▶ Data records
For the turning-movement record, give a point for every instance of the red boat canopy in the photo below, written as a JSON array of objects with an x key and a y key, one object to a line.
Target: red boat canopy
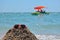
[{"x": 39, "y": 7}]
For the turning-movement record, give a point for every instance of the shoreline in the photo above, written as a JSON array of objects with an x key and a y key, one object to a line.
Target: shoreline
[{"x": 43, "y": 37}]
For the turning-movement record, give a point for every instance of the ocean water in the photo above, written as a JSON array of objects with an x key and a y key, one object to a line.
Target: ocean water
[{"x": 41, "y": 24}]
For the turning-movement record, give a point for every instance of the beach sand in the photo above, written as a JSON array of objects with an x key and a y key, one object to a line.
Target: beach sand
[{"x": 45, "y": 37}]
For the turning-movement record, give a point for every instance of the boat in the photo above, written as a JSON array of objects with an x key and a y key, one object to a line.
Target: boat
[{"x": 39, "y": 13}]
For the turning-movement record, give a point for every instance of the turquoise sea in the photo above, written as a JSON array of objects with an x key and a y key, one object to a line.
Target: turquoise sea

▶ Problem statement
Copy all the entries above verbatim, from the first line through the last, and omit the pictures from your copy.

▶ Response below
For the turning-movement record, give a point for every instance of the red boat canopy in the photo below, written as a JSON array of objects with an x key and a y key, one object to a line.
Target: red boat canopy
[{"x": 39, "y": 7}]
For the turning-movement record, give a point for every instance of the shoreline in the photo above, written as a JSON array of objects with an x key and a y key, one object to a line.
Target: shoreline
[{"x": 43, "y": 37}]
For the turning-movement record, give a point for every instance of the ocean water in the photo above, written as a JSON array of objects with an x key and a y key, one object to a line.
Target: ocean water
[{"x": 41, "y": 24}]
For the turning-movement record, give a point for every instance of the beach sand in the photo above, written as a JSON array of objects with an x key and a y key, one object to a line.
Target: beach sand
[{"x": 45, "y": 37}]
For the turning-movement record, give a point for every instance of the boat in the photo above, written as a JSON array of objects with an x key and a y key, one object to a line.
Target: boat
[{"x": 39, "y": 13}]
For the turning-movement record, give a point for every instance of the turquoise sea in the photo above, written as a JSON array of objects with an x key and a y key, one object to a line.
Target: turquoise sea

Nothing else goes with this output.